Object location annotation data
start

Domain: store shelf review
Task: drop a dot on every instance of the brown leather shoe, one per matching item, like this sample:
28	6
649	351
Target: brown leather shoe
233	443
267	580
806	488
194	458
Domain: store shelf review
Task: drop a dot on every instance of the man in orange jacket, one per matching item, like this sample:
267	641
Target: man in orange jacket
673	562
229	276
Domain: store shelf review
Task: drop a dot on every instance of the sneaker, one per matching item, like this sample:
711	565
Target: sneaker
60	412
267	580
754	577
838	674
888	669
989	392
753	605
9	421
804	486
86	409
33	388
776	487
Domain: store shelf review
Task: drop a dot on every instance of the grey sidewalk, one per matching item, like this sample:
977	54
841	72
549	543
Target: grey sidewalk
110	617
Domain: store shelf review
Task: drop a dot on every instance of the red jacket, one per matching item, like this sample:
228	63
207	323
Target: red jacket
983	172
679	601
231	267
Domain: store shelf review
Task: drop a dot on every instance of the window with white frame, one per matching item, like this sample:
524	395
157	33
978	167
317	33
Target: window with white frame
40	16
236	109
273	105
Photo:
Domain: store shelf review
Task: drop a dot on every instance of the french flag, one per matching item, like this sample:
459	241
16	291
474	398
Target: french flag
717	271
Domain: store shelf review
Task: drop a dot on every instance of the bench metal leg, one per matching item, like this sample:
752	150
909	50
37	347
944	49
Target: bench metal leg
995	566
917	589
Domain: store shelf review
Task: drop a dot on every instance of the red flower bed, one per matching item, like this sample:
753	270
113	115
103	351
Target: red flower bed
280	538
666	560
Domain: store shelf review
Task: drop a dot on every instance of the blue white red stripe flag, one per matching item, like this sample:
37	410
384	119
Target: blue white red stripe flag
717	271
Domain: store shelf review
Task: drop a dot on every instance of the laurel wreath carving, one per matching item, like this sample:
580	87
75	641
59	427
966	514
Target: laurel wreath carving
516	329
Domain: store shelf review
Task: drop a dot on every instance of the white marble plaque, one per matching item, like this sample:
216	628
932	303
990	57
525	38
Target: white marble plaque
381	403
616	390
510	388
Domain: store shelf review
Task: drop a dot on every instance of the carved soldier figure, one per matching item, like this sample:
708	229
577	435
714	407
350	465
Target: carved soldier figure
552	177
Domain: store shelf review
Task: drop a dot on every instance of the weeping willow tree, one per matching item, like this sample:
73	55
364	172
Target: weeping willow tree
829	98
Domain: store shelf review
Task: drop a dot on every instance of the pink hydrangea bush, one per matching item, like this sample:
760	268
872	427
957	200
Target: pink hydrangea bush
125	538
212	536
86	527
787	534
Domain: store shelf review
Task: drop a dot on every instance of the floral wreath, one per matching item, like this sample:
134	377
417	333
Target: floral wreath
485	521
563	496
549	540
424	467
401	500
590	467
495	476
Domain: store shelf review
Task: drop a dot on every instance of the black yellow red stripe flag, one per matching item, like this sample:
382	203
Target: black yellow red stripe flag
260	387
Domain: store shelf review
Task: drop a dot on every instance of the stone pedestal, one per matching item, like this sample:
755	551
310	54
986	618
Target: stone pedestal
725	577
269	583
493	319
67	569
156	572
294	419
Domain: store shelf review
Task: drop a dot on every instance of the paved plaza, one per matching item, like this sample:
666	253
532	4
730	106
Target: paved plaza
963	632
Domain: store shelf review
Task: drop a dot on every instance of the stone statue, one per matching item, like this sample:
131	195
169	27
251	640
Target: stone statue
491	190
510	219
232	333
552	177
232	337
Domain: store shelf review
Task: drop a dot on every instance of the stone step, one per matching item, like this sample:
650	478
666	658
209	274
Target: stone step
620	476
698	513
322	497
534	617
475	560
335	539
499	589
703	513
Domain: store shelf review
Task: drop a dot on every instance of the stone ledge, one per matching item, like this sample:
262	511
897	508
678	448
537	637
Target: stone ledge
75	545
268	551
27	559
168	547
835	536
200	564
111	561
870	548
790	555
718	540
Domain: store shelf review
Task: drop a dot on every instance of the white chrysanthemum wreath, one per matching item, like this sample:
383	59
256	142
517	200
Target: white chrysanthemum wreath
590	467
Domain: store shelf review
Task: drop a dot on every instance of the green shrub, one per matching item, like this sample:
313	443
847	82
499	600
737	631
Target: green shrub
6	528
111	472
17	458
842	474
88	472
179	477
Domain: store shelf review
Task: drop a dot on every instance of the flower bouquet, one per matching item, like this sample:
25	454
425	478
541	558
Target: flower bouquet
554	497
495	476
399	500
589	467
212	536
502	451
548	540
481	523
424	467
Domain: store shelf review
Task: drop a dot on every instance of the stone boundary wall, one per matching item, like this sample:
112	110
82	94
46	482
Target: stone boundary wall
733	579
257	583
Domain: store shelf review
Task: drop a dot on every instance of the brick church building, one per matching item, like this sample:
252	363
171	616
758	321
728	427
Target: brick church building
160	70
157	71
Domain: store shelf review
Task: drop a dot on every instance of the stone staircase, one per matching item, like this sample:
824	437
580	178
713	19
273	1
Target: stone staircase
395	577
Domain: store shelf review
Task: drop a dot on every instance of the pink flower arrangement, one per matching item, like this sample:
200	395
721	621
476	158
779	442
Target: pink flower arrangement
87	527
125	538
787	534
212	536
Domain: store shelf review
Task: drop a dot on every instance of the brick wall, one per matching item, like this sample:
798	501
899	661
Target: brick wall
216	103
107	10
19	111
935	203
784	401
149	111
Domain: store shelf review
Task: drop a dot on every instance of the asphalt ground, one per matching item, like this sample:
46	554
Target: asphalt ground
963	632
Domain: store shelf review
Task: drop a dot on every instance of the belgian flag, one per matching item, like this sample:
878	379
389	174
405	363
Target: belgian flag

end

WORK TO COMPLETE |
Pull out each line of the data above that contains the string "grey", copying every such line in full.

SOLUTION BELOW |
Task: drop a dot on every instance of the grey sidewalk, one per matching item, like this sample:
Target: grey sidewalk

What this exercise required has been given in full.